• _Written request_
Copy the data below word for word, from its first line through the line containing "point(567, 443)", with both of those lines included.
+ + + + + + +
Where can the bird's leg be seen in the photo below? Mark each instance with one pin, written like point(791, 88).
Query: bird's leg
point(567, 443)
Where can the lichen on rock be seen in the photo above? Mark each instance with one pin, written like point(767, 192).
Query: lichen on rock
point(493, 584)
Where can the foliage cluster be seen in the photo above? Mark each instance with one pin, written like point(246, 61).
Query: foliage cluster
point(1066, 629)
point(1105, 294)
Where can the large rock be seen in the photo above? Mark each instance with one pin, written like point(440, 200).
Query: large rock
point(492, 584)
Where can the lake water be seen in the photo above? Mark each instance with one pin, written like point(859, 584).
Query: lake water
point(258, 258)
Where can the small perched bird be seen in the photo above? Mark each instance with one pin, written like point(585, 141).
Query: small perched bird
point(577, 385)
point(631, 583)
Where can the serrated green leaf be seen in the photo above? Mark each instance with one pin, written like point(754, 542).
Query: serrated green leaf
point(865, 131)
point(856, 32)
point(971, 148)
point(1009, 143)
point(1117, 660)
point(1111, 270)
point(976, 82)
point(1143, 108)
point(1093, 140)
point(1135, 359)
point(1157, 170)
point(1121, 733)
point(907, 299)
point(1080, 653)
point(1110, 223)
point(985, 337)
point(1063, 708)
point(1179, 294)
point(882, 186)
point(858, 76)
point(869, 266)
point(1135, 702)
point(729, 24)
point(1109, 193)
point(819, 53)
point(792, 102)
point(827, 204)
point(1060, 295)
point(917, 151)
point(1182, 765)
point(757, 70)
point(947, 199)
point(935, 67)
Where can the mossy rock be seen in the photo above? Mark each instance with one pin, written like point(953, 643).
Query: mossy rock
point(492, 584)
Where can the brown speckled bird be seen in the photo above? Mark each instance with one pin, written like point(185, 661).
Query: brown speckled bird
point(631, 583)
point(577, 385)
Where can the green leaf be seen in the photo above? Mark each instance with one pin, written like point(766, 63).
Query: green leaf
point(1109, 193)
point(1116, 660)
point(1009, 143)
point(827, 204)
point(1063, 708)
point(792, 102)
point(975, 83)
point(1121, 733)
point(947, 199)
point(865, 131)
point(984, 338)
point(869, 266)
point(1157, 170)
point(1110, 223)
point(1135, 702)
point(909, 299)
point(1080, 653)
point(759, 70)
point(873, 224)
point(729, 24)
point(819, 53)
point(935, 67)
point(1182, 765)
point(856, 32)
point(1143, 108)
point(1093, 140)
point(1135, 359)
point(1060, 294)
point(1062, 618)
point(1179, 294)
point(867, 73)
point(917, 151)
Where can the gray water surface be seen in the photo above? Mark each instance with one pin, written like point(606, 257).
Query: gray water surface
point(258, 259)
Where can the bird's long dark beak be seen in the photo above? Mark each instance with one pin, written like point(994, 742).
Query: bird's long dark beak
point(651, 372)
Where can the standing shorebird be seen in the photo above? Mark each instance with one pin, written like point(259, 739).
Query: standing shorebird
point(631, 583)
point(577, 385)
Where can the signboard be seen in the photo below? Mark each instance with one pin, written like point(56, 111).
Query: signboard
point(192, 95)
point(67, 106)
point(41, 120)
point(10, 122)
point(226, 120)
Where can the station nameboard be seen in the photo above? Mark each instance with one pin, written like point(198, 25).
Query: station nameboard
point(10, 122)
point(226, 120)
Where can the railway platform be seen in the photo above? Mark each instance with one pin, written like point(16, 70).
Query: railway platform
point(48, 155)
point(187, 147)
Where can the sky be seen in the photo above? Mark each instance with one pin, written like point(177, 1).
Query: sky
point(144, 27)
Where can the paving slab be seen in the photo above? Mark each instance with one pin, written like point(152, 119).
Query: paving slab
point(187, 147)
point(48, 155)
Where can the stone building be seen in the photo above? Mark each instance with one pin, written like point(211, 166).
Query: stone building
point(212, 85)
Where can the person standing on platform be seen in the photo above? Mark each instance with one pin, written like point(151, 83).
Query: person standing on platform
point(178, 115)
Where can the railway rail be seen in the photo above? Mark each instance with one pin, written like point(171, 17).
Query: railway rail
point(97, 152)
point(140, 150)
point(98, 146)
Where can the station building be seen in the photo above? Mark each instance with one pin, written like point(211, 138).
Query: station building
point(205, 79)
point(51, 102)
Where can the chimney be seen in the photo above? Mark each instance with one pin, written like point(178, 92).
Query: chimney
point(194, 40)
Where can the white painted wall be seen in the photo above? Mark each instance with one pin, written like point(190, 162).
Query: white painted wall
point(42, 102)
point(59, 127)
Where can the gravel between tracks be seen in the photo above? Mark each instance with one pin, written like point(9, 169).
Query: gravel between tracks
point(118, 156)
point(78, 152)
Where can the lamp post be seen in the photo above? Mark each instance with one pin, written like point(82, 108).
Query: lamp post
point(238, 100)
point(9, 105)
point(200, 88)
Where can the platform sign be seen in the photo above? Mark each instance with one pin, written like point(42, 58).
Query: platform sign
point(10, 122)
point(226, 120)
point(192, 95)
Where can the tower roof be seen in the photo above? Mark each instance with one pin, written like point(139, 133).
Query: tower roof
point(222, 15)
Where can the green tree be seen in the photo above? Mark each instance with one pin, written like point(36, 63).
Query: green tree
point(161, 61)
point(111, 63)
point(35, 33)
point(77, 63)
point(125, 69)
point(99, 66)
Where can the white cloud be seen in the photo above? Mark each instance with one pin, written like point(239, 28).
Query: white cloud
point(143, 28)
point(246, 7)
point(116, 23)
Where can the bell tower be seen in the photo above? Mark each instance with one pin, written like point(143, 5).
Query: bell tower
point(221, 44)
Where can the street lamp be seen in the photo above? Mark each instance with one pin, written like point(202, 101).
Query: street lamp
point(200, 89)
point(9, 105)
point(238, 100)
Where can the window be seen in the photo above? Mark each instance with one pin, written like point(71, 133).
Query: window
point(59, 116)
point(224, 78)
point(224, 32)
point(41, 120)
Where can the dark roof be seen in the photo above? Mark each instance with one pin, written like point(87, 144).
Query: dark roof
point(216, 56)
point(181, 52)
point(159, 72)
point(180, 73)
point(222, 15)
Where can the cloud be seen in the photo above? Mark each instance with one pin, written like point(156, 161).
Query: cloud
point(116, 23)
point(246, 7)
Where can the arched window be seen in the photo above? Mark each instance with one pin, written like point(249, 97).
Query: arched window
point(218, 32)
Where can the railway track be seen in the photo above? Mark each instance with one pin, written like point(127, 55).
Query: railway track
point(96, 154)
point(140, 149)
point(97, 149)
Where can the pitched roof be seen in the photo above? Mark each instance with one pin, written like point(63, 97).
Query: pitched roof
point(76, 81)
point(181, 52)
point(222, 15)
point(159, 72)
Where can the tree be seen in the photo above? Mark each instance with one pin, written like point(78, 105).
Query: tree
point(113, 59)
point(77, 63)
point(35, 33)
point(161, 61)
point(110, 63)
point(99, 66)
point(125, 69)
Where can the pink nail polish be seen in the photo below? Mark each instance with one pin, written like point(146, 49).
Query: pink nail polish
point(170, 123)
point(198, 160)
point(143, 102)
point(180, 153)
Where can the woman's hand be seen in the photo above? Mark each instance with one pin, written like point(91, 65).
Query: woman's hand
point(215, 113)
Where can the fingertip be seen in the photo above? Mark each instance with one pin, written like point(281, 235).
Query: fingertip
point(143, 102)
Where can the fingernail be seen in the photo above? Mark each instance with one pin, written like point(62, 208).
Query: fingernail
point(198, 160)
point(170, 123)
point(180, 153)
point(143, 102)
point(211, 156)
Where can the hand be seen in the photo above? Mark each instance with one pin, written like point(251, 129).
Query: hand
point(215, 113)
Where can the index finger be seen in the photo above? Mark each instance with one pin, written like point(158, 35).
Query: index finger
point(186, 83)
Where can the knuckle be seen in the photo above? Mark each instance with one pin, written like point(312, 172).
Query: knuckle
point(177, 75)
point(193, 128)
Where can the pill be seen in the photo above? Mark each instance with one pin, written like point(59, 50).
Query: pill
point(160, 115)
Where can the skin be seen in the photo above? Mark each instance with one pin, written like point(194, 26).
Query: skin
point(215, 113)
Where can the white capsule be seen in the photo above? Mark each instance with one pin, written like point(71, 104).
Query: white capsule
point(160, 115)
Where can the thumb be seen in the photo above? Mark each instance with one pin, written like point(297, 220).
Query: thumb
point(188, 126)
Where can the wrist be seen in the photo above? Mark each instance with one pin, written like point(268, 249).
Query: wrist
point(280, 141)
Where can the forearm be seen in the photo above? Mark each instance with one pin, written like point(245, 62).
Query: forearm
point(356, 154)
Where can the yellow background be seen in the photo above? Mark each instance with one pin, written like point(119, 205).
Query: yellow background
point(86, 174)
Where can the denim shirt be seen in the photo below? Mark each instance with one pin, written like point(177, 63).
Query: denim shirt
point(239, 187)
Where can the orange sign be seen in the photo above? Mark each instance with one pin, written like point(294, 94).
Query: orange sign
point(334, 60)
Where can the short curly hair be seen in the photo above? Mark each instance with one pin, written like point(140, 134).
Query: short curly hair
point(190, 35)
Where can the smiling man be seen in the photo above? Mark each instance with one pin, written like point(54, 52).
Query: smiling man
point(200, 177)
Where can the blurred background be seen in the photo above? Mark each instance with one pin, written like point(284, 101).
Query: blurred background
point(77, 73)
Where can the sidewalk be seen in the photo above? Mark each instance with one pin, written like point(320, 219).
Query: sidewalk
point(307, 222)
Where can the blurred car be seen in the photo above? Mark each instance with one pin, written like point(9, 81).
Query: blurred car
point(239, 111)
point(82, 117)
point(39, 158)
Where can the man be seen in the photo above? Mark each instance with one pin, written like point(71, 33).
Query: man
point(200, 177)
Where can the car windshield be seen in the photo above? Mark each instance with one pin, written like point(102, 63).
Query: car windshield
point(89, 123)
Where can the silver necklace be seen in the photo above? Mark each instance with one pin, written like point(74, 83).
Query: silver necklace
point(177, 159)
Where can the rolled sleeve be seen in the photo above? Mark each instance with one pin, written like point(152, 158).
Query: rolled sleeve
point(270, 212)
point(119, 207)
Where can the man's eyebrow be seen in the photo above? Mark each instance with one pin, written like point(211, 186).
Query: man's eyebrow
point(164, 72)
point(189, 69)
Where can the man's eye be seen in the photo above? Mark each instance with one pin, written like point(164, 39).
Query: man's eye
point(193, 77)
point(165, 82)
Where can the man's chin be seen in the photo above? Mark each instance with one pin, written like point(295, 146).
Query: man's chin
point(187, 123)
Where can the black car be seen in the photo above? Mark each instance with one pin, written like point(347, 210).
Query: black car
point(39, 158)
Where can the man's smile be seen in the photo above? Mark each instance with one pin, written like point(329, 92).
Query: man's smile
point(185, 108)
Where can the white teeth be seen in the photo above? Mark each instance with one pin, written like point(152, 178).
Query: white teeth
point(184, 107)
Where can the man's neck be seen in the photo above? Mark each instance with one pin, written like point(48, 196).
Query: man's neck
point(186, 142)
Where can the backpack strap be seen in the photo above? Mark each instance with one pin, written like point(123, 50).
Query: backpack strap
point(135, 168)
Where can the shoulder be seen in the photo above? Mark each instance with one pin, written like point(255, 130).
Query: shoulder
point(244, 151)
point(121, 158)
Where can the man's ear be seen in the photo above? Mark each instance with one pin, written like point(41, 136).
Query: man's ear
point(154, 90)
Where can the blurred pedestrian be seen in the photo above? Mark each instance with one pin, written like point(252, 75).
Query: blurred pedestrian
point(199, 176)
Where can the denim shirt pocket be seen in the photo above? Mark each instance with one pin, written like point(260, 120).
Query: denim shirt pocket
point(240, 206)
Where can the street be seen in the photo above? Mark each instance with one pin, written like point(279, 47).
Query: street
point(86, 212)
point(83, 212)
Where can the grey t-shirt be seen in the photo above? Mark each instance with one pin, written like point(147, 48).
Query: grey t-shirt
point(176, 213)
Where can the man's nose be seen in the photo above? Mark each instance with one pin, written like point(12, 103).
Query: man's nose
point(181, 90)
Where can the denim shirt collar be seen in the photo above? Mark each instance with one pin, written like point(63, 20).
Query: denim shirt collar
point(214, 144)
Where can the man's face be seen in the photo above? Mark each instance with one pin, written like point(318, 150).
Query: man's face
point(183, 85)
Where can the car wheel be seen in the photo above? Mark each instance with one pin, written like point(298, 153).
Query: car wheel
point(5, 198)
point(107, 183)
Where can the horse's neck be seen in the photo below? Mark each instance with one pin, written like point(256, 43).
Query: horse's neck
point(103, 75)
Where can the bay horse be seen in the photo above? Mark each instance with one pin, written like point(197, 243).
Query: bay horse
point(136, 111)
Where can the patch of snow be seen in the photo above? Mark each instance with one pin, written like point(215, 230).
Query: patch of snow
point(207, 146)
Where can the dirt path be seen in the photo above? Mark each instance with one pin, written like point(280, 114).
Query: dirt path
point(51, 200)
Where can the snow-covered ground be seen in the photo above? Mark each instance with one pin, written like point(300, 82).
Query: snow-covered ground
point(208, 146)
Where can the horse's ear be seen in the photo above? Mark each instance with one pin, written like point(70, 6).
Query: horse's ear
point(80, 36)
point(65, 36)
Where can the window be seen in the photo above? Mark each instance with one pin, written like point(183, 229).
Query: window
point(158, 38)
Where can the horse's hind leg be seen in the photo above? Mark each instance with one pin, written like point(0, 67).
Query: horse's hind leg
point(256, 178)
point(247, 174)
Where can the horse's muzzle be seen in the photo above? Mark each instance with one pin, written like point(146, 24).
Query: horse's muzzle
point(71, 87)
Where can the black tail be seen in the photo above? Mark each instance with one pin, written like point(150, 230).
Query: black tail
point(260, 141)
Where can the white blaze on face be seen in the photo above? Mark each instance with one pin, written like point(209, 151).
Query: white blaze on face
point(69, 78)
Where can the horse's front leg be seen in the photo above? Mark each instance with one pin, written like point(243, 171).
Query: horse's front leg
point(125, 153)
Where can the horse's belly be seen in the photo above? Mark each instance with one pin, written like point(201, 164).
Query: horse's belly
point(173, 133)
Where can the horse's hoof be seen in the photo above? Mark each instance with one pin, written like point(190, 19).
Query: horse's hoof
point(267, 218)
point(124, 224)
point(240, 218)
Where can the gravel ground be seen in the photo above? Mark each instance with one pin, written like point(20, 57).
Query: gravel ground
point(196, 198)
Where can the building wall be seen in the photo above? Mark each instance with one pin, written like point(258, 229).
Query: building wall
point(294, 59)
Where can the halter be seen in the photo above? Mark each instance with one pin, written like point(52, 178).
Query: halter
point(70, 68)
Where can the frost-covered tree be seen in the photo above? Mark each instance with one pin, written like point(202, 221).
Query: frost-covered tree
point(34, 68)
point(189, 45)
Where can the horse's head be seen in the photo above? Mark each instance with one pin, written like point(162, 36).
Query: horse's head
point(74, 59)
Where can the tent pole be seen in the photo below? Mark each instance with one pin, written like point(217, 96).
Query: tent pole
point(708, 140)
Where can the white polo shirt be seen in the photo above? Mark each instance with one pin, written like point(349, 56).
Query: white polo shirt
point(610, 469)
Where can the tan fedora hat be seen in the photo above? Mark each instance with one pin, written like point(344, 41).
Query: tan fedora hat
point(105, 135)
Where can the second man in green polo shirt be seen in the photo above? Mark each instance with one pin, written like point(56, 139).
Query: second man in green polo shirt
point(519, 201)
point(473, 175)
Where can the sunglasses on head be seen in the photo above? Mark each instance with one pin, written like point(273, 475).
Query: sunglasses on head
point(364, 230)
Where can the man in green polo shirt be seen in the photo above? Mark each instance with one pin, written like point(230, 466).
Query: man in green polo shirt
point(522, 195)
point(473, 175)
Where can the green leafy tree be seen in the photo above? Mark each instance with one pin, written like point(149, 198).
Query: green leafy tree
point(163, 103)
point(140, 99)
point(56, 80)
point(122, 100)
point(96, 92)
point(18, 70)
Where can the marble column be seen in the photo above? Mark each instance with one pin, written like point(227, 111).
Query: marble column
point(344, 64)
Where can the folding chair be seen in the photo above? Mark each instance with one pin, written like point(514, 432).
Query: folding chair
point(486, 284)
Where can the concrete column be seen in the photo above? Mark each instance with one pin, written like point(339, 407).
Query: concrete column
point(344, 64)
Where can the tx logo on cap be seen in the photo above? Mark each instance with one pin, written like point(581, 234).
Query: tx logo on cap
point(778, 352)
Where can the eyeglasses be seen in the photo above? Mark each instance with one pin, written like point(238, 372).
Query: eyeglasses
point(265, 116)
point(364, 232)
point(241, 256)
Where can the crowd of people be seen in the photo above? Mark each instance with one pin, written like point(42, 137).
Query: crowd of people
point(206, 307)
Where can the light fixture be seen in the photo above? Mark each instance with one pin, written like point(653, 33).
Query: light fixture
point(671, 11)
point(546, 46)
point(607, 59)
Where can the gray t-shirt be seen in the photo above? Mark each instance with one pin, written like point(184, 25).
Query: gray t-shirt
+ + + + + + +
• _Complete response_
Where can the bird's leg be seen in the photo below? Mark each instance with one pin, written like point(791, 88).
Query: bird's leg
point(567, 443)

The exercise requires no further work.